Saved entries
Content starts
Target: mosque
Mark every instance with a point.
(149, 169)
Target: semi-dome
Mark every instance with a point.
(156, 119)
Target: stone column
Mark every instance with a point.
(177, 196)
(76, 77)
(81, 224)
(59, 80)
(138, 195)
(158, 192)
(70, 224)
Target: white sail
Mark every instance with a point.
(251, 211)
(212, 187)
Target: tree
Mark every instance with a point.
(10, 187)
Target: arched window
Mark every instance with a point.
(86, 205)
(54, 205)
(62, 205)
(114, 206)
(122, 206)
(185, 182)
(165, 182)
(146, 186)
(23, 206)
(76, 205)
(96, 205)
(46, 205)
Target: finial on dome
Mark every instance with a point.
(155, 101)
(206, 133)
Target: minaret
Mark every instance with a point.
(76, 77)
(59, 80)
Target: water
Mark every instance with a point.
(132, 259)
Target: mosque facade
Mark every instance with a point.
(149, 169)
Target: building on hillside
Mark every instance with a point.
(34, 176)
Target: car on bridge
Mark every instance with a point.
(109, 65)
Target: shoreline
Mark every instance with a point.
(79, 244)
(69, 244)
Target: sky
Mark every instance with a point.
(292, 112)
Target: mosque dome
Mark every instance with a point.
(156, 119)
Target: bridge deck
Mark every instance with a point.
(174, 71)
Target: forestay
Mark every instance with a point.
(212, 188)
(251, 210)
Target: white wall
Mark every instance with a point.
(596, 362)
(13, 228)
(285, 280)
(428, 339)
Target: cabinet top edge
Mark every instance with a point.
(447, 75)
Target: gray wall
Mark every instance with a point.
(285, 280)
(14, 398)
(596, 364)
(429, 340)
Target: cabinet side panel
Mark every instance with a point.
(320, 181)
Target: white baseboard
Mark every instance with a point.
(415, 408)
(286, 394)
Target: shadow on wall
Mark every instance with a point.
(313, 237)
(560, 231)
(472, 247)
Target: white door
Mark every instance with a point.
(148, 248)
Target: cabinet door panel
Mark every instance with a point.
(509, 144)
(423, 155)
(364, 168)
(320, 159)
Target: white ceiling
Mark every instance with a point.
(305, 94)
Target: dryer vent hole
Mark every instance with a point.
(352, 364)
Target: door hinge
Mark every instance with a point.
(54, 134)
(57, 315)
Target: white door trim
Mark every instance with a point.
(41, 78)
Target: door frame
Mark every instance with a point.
Content ends
YOUR GOAL :: Lines with the word "wall" in them are the answer; report each one from the data.

RESPONSE FOR THIS EXERCISE ::
Target: white wall
Target: gray wall
Target: shadow on wall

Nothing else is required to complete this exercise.